-- 課題の条件 --
1) 杜桐の文章のうち、「万暦18年(1590年)、オ」を含むところから始めて「都督・僉書後府に任じられた。」のあとまでを、「凱旋した」を「帰還した」に言い換えて書き出してください。
2) 杜桐の文章の続きを書いてください。

-- 提示文 --
☆ ☆ ☆ ☆ ☆

杜桐
生涯
編集崑山県から延安衛に移住した。万暦初年、世襲の蔭官により清水営守備に累進し、智謀と勇気で知られた。延綏に入衛して游撃将軍となり、古北口参将に転じた。総督の梁夢龍の推薦により、延綏副総兵に抜擢された。万暦14年(1586年)、署都督僉事に任じられ、総兵官に上った。
万暦18年(1590年)、オルドス部のボショクト・ジノンが青海部長の火落赤を助けて河西に侵入し、モンゴルの諸部が明の北辺で騒擾を起こすようになった。万暦19年(1591年)冬、打児漢の子の土昧と別部の明安が楡林近郊に侵入したので、杜桐は巡撫の賈仁元とともに出兵してこれを襲撃する計画を立てた。参将の張剛が神木堡から、游撃の李紹祖が孤山堡から、杜桐は軽騎を率いて楡林から出撃し、三道を取って進軍した。敵と遭遇して奮戦し、これを破って470人あまりを斬首し、明安を斬って凱旋した。杜桐は先立って弾劾を受けて罷免されていたが、この戦役の功により、右都督・僉書後府に任じられた。

☆ ☆ ☆ ☆ ☆

-- 項目一覧 --
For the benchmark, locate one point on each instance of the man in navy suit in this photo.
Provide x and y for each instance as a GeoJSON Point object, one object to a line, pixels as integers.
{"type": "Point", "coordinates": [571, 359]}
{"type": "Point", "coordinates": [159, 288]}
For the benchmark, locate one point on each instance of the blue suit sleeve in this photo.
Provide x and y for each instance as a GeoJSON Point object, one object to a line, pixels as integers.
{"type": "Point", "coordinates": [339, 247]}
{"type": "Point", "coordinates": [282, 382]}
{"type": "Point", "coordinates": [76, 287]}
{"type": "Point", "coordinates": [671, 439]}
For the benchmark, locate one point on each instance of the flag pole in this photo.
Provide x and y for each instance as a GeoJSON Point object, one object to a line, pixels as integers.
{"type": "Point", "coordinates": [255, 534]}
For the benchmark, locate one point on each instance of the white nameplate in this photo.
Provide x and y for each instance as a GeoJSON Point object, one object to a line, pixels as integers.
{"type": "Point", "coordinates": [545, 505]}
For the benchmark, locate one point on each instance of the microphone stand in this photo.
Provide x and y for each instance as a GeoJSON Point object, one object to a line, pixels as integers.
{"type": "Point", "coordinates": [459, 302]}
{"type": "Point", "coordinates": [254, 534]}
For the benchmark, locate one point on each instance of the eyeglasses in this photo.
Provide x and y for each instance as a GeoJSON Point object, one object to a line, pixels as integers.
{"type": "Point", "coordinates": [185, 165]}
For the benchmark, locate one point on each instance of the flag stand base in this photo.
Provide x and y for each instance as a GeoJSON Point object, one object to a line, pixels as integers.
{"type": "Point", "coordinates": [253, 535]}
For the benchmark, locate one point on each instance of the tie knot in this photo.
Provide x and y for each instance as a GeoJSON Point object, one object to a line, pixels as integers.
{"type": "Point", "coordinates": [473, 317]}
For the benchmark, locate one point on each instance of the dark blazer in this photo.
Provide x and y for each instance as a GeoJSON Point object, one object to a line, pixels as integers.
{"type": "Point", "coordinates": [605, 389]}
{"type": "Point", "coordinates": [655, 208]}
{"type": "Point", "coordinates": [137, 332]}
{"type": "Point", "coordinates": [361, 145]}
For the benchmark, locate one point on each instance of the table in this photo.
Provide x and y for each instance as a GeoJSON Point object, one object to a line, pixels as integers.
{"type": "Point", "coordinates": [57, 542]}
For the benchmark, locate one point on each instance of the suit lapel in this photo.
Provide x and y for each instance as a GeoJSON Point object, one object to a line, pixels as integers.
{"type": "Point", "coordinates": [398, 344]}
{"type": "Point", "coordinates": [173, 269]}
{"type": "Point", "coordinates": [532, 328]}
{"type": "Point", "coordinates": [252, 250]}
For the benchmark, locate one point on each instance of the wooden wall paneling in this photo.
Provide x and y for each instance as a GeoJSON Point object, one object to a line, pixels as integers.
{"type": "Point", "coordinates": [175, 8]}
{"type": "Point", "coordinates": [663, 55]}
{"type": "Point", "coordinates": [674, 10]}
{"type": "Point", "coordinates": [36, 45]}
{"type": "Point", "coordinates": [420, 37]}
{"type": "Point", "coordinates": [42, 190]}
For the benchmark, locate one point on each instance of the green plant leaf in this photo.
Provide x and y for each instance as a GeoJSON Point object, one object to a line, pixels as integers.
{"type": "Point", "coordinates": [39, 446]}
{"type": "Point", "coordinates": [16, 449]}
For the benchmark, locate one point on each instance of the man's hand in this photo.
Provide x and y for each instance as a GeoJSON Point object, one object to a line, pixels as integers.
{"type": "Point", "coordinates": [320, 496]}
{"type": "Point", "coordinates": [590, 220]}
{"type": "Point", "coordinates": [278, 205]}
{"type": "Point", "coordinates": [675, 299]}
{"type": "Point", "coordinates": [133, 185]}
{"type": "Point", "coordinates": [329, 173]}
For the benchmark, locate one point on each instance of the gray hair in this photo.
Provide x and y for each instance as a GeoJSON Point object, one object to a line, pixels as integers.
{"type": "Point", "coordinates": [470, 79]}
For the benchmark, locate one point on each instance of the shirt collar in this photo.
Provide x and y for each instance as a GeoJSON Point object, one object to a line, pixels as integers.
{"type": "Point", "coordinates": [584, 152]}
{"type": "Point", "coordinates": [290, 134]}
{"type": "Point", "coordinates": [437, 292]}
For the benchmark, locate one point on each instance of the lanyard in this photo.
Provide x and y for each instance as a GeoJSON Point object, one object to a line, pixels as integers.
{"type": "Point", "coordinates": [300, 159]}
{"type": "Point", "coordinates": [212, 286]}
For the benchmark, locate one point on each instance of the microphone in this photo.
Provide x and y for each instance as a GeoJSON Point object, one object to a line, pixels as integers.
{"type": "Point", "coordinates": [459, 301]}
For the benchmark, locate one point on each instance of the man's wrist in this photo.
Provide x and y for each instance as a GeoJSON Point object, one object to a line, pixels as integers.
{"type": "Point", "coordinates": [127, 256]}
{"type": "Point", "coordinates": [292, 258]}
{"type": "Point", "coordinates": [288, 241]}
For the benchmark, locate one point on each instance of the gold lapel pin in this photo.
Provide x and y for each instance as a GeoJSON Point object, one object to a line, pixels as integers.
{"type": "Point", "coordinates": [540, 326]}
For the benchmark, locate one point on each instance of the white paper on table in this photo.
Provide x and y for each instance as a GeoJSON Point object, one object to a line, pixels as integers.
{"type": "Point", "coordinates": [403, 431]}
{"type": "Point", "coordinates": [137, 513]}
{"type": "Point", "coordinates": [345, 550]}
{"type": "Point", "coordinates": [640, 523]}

☆ ☆ ☆ ☆ ☆

-- 解答一覧 --
1)
万暦18年(1590年)、オルドス部のボショクト・ジノンが青海部長の火落赤を助けて河西に侵入し、モンゴルの諸部が明の北辺で騒擾を起こすようになった。万暦19年(1591年)冬、打児漢の子の土昧と別部の明安が楡林近郊に侵入したので、杜桐は巡撫の賈仁元とともに出兵してこれを襲撃する計画を立てた。参将の張剛が神木堡から、游撃の李紹祖が孤山堡から、杜桐は軽騎を率いて楡林から出撃し、三道を取って進軍した。敵と遭遇して奮戦し、これを破って470人あまりを斬首し、明安を斬って帰還した。杜桐は先立って弾劾を受けて罷免されていたが、この戦役の功により、右都督・僉書後府に任じられた。

2)
万暦21年(1593年)、杜桐は総兵官として保定に駐屯した。万暦24年(1596年)、延綏総兵官に転じた。万暦25年(1597年)、寧夏総兵官に転じた。著力兎・宰僧が侵入してくると、杜桐は水塘溝で迎撃して、120人あまりを捕斬した。万暦27年(1599年)、著力兎・宰僧らが諸部を糾合して平虜・興武に進攻してくると、杜桐は馬孔英・鄧鳳・蕭如蕙(蕭如薫の兄)らの諸将を率いて著力兎らを連破し、200人あまりを斬首した。万暦30年(1602年)、孫維城・黄嘉善らの協議によりモンゴル諸部を宥めるため朝貢互市が復活した。論功により内閣大学士以下の文臣たちが官位を進めたが、杜桐は先に職を去っていたため、銀幣を賜るのみであった。長らくを経て、杜桐は家で死去した。
子に杜文煥があった。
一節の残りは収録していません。